● PROBLEM DETAILS
A set of records appears below. Print them all, word for word.

(Region pointing data)

· · · · · · ·

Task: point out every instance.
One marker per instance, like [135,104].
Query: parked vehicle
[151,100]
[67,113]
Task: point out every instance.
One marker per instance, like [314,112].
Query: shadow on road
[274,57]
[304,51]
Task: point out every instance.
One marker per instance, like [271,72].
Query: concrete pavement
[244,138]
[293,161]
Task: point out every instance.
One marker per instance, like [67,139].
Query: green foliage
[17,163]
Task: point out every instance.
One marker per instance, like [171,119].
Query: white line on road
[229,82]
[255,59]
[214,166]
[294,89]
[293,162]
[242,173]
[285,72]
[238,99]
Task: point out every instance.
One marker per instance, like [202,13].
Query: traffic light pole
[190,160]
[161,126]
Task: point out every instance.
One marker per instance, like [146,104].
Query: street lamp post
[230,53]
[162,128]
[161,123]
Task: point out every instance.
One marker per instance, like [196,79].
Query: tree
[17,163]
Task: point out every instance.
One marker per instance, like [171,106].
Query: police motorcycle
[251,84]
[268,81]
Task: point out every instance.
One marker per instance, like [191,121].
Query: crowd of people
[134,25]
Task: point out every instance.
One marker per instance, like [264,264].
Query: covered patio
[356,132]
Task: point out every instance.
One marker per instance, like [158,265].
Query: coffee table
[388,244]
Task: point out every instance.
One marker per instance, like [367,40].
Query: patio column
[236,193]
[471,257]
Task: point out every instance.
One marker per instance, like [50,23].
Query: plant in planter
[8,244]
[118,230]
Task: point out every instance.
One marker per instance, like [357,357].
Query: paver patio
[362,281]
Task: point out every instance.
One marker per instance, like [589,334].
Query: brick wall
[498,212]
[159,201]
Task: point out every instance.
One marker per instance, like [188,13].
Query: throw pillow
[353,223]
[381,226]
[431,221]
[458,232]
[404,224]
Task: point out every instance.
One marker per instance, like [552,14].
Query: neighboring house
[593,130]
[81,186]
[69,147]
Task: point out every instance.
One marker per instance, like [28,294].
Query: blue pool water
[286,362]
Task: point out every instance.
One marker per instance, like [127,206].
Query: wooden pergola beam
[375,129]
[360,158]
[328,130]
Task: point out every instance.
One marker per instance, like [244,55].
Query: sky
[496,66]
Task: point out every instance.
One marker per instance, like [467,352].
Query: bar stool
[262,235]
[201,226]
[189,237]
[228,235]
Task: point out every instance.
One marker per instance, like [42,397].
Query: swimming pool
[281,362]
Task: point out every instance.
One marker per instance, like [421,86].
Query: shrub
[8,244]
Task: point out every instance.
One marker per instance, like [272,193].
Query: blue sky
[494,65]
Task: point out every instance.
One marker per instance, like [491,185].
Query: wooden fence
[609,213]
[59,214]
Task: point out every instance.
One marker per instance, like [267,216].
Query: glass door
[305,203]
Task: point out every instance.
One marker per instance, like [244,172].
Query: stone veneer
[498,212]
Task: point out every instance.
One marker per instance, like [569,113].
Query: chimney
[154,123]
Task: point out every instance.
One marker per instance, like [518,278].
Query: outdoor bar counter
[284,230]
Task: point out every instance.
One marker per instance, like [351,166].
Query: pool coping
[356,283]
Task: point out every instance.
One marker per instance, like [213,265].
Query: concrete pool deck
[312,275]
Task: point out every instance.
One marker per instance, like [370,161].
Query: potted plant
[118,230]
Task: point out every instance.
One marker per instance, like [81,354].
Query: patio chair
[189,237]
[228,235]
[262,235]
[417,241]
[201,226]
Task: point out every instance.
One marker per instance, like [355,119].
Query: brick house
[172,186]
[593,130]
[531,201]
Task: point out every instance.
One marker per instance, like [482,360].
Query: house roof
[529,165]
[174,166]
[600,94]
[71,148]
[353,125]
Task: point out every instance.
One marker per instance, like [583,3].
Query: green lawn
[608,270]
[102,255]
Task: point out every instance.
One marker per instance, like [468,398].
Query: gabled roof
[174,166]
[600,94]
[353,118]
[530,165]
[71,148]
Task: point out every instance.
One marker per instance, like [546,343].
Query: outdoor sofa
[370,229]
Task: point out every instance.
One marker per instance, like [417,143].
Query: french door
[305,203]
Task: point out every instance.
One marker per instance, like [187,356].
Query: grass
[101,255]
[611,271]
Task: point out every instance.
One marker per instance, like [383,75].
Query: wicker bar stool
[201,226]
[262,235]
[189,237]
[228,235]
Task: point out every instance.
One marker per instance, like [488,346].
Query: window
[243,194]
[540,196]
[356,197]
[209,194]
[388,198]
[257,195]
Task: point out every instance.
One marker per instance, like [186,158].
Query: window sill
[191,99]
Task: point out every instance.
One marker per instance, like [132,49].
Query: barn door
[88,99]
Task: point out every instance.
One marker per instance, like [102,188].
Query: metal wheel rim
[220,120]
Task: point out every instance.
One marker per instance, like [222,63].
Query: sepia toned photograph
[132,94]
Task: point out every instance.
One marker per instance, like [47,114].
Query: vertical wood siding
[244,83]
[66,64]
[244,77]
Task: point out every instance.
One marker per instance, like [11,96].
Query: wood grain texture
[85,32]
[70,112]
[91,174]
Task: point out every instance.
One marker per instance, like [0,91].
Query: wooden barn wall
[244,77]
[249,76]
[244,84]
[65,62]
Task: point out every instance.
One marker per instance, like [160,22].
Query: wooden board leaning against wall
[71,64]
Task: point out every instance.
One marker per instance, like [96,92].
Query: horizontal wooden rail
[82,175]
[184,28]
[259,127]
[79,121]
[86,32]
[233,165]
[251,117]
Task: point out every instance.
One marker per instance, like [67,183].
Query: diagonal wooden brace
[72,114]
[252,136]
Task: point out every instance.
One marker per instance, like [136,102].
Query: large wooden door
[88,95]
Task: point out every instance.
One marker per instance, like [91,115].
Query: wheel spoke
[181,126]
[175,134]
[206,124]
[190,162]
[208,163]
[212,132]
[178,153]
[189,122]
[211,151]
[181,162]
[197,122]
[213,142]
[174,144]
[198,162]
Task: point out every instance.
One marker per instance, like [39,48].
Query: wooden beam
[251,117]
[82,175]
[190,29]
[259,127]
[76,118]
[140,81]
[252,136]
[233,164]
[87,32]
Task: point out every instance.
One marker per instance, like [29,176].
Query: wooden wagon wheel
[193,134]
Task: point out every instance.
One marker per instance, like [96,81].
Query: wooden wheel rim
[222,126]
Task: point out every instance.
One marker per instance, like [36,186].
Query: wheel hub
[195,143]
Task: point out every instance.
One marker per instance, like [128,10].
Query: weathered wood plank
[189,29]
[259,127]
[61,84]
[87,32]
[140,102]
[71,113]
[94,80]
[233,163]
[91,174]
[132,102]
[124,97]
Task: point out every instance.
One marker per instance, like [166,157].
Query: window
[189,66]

· · · · · · ·

● ANSWER BELOW
Task: point out every instance.
One marker per instance, like [135,104].
Query: parked vehicle
[151,100]
[67,113]
Task: point out every instance.
One marker per instance, like [314,112].
Query: shadow on road
[274,57]
[304,51]
Task: point out every instance.
One marker per instance, like [271,72].
Query: concrete pavement
[244,138]
[293,161]
Task: point out every instance.
One marker per instance, like [67,139].
Query: green foliage
[17,163]
Task: point out every instance.
One marker per instance, like [171,119].
Query: white line on road
[229,82]
[255,59]
[214,166]
[294,89]
[293,162]
[242,173]
[285,72]
[238,99]
Task: point out every instance.
One marker per instance, like [202,13].
Query: traffic light pole
[190,160]
[161,126]
Task: point out every instance.
One marker per instance, like [146,104].
Query: street lamp post
[230,53]
[162,128]
[161,123]
Task: point out every instance.
One marker per instance, like [196,79].
Query: tree
[17,163]
Task: point out every instance.
One marker per instance, like [171,106].
Query: police motorcycle
[251,84]
[268,81]
Task: point out every instance.
One marker per instance, like [191,121].
Query: crowd of people
[134,25]
Task: point out every instance.
One marker per instance, like [264,264].
Query: covered patio
[356,132]
Task: point out every instance.
One marker per instance, like [158,265].
Query: coffee table
[388,244]
Task: point out every instance.
One marker per instance, like [367,40].
Query: patio column
[236,193]
[471,257]
Task: point out every instance.
One marker per instance, like [50,23].
Query: plant in planter
[8,244]
[118,230]
Task: point out every instance.
One marker per instance, like [357,357].
Query: paver patio
[362,281]
Task: point out every instance.
One marker per instance, like [589,334].
Query: brick wall
[498,212]
[159,201]
Task: point out every instance.
One marker per instance, like [188,13].
Query: throw pillow
[353,223]
[381,226]
[431,221]
[458,232]
[404,224]
Task: point out every instance.
One marker per instance, like [552,14].
Query: neighboring house
[593,130]
[81,186]
[69,147]
Task: point out every instance.
One marker per instance, like [28,294].
Query: blue pool water
[286,362]
Task: point out every instance.
One marker per instance, like [127,206].
Query: wooden pergola beam
[375,129]
[360,158]
[328,130]
Task: point out every instance.
One marker per instance, like [244,55].
Query: sky
[496,66]
Task: point out every instance.
One marker per instance, like [467,352].
Query: bar stool
[262,235]
[201,226]
[189,237]
[228,235]
Task: point out every instance.
One marker per instance, like [42,397].
Query: swimming pool
[281,362]
Task: point out every instance.
One marker per instance, like [421,86].
Query: shrub
[8,244]
Task: point out every instance.
One marker per instance, like [272,193].
Query: blue sky
[494,65]
Task: point out every instance.
One marker per instance, like [491,185].
Query: wooden fence
[609,213]
[59,214]
Task: point out every instance.
One marker per instance, like [267,216].
Query: glass door
[305,203]
Task: point out every instance.
One marker per instance, like [244,172].
Query: stone veneer
[498,212]
Task: point out every instance.
One marker per instance, like [569,113].
Query: chimney
[154,123]
Task: point out every instance.
One marker per instance, like [518,278].
Query: outdoor bar counter
[284,230]
Task: point out every instance.
One marker per instance, like [351,166].
Query: pool coping
[356,283]
Task: point out every instance.
One marker per instance, like [213,265].
Query: concrete pool deck
[312,275]
Task: point out every instance.
One marker per instance, like [370,161].
Query: potted plant
[118,230]
Task: point out every instance.
One marker per instance, like [81,354].
Query: patio chair
[189,237]
[228,235]
[262,235]
[417,241]
[201,226]
Task: point out every instance.
One marker per instance, like [355,119].
Query: brick house
[172,186]
[593,130]
[531,201]
Task: point out every instance.
One marker per instance, like [482,360].
Query: house roof
[529,165]
[174,166]
[600,94]
[71,148]
[353,125]
Task: point out every instance.
One marker per instance, like [583,3].
Query: green lawn
[608,270]
[102,255]
Task: point out every instance.
One marker per instance, like [468,398].
Query: gabled roof
[174,166]
[600,94]
[353,118]
[530,165]
[71,148]
Task: point out every instance.
One marker per instance, like [546,343].
Query: outdoor sofa
[370,229]
Task: point out every instance.
One marker per instance, like [417,143].
Query: french door
[305,203]
Task: point out every instance.
One marker per instance, like [187,356].
Query: grass
[101,255]
[611,271]
Task: point out every instance.
One marker per instance, like [383,75].
Query: wicker bar stool
[201,226]
[262,235]
[189,237]
[228,235]
Task: point out every instance.
One marker per instance, like [488,346].
Query: window
[243,194]
[540,196]
[356,197]
[209,194]
[388,198]
[257,195]
Task: point out every instance.
One marker per instance, like [186,158].
Query: window sill
[191,99]
Task: point out every instance.
One marker per instance, like [132,49].
Query: barn door
[88,99]
Task: point out every instance.
One marker per instance, like [102,188].
Query: metal wheel rim
[220,120]
Task: point out every instance.
One marker per instance, like [222,63].
Query: sepia toned photograph
[132,94]
Task: point out every instance.
One marker per instance, like [47,114].
Query: vertical wood siding
[244,83]
[66,64]
[244,77]
Task: point out every instance.
One marker per instance, like [11,96].
Query: wood grain texture
[85,32]
[70,112]
[91,174]
Task: point out every instance.
One marker per instance, like [0,91].
Query: wooden barn wall
[244,77]
[249,76]
[244,84]
[65,62]
Task: point out every instance.
One marker per instance, like [160,22].
Query: wooden board leaning against wall
[71,64]
Task: point out every instance.
One marker per instance, like [96,92].
Query: horizontal wooden rail
[82,175]
[184,28]
[259,127]
[79,121]
[86,32]
[233,165]
[251,117]
Task: point out every instance.
One marker per instance, like [67,183].
Query: diagonal wooden brace
[72,114]
[252,136]
Task: point out every instance.
One marker per instance, like [136,102].
Query: large wooden door
[88,95]
Task: point out every instance.
One marker per instance, like [91,115].
Query: wheel spoke
[181,126]
[175,134]
[206,124]
[190,162]
[208,163]
[212,132]
[178,153]
[189,122]
[211,151]
[181,162]
[197,122]
[213,142]
[174,144]
[198,162]
Task: point out every instance.
One marker per instance, like [39,48].
Query: wooden beam
[251,117]
[82,175]
[190,29]
[259,127]
[76,118]
[140,81]
[252,136]
[233,164]
[87,32]
Task: point out every instance.
One marker per instance, like [29,176].
Query: wooden wagon wheel
[193,134]
Task: point out every instance.
One marker per instance, like [96,81].
Query: wooden wheel rim
[222,126]
Task: point out every instance.
One marker per instance, like [36,186].
Query: wheel hub
[195,143]
Task: point out every instance.
One marker per instance, like [128,10].
Query: weathered wood plank
[189,29]
[259,127]
[61,84]
[87,32]
[140,102]
[71,113]
[94,80]
[233,163]
[91,174]
[132,102]
[124,97]
Task: point out every instance.
One marker per instance, like [166,157].
Query: window
[189,66]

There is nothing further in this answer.